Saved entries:
####################

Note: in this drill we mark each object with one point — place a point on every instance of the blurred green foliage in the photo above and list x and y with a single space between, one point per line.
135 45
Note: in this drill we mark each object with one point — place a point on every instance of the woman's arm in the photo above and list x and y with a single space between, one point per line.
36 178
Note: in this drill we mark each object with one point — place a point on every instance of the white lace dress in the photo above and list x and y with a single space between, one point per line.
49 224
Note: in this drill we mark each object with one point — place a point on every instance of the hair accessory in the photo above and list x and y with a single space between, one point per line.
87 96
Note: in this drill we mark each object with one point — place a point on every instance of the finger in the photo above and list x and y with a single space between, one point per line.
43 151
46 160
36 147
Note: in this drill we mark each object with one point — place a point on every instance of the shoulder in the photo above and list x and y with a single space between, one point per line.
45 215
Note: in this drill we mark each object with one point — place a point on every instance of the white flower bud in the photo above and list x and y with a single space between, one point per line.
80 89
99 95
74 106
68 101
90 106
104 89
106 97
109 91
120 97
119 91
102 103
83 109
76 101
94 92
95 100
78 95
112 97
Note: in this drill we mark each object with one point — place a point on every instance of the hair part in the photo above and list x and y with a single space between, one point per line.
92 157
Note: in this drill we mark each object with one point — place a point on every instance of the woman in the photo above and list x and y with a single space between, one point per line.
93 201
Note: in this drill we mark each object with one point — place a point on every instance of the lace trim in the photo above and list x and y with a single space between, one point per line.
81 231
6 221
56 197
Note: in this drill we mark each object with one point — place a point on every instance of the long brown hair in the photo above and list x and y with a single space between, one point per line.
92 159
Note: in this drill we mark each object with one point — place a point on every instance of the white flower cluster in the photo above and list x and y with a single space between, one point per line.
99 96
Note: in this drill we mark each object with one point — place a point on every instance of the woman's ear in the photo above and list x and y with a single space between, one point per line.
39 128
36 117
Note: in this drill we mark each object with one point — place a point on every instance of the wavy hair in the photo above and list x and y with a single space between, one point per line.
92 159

####################

No line before the one containing "white flower cluster" belongs in the answer; give again exactly that line and all lines after it through the end of the data.

Solution:
Note: in this drill we mark each object with one point — place a point on every instance of the white flower cluster in the photo above and list x and y with a single space between, one point per line.
99 96
Note: in this drill we mark each object with one point — place a point on every instance of the woman's ear in the photo above and list x and y with a single space between, one point per line.
39 128
36 117
Note: in this drill we mark each object with one point — place a point on every instance of the wavy hair in the photo above and list x and y with a single space between, one point per line.
92 159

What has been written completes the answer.